• Task to carry out:
The result should be the line with "Practice step: identify the rear" followed by every remaining line of the entries, each reproduced exactly, with nothing else.

►

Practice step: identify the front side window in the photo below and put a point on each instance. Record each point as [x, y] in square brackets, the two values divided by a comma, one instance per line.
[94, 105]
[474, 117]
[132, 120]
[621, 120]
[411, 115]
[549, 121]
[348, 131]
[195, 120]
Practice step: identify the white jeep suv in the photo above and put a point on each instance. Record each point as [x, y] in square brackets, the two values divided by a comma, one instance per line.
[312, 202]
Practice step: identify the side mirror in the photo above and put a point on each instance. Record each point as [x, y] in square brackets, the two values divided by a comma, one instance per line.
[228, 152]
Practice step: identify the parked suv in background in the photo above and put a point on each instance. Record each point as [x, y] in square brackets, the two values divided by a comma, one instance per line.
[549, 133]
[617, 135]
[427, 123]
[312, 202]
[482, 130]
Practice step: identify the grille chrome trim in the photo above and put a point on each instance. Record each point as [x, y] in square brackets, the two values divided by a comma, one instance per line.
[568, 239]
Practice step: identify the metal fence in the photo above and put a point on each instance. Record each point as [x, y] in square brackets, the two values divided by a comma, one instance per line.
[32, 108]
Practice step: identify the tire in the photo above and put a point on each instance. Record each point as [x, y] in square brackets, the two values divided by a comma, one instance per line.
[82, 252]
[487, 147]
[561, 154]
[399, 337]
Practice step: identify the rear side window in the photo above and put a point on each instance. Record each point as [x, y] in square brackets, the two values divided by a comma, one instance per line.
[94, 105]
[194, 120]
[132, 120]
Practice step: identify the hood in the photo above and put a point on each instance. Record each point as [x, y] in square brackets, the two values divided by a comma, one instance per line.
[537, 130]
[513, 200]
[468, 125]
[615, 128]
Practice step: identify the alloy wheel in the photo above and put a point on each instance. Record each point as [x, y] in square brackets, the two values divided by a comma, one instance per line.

◄

• Output for this exercise:
Practice step: identify the rear side window in the photo above and put a point on each instance. Record each point as [x, y] in square brackets, the two values divided by a comma, one instance per line.
[94, 105]
[194, 120]
[132, 120]
Practice step: identify the hood in the photo above and put a point on each instance. Record each point as [x, y] in square brackets, the two values divided by a comma, one instance per line.
[537, 130]
[513, 200]
[468, 125]
[615, 128]
Practice step: identify the alloy wheel in the photo above and put a point on each instance. Record each point as [x, y] in square brackets, the two values divided by a comma, one instance per line.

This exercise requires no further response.